_THE EXERCISE_:
Count the lines in the items below that contain the string "target", and give only that number.

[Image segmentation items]
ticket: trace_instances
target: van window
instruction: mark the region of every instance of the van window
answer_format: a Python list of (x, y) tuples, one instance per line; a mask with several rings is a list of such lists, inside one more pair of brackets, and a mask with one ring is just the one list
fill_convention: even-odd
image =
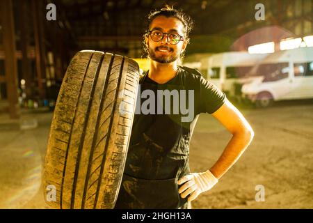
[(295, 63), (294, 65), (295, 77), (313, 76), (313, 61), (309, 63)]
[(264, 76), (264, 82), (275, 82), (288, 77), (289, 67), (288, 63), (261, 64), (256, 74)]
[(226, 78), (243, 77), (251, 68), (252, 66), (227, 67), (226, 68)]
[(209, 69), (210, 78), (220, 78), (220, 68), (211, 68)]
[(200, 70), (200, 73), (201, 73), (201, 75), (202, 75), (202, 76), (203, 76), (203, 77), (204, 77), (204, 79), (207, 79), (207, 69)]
...
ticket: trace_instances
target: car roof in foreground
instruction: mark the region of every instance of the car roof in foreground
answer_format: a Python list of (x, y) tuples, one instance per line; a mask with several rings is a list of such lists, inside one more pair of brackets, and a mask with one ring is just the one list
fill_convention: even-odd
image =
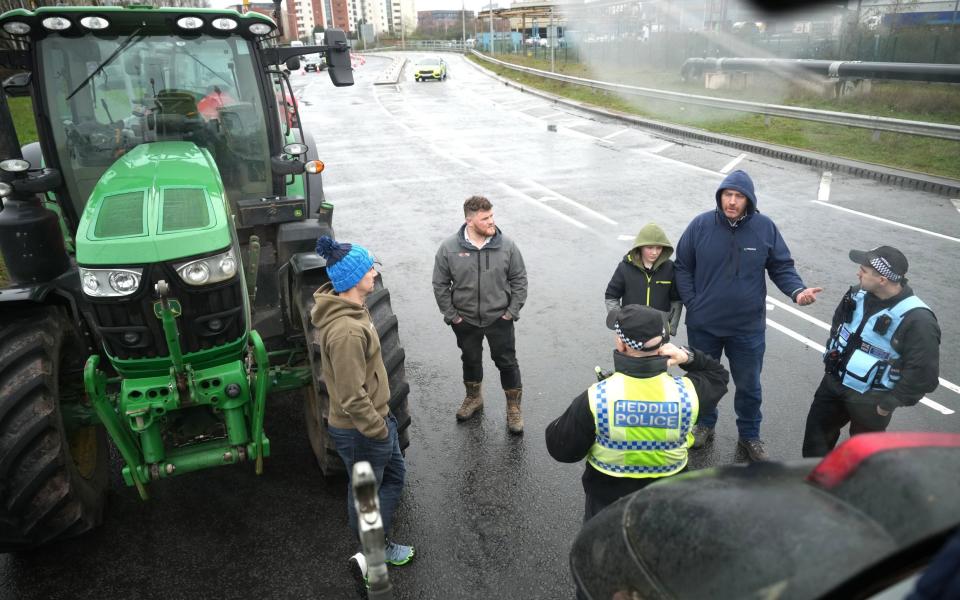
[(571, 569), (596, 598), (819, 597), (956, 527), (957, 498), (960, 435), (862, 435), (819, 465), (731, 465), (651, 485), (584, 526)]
==
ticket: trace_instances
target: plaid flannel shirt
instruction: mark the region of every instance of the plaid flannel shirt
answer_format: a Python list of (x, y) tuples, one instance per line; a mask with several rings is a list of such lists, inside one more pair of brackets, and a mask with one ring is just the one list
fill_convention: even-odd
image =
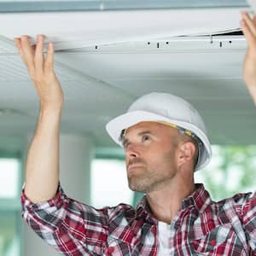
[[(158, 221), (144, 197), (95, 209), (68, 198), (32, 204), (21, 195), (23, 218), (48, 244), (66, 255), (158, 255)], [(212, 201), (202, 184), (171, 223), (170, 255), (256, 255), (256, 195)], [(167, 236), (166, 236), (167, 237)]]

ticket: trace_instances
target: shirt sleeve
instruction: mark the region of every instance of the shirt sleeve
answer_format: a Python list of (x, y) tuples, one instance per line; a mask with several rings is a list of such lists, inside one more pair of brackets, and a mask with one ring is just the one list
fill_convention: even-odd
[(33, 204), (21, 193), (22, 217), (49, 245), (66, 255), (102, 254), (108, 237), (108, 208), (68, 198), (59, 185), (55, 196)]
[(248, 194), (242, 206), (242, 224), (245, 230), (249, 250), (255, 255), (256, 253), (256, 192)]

_WRITTEN SOLUTION_:
4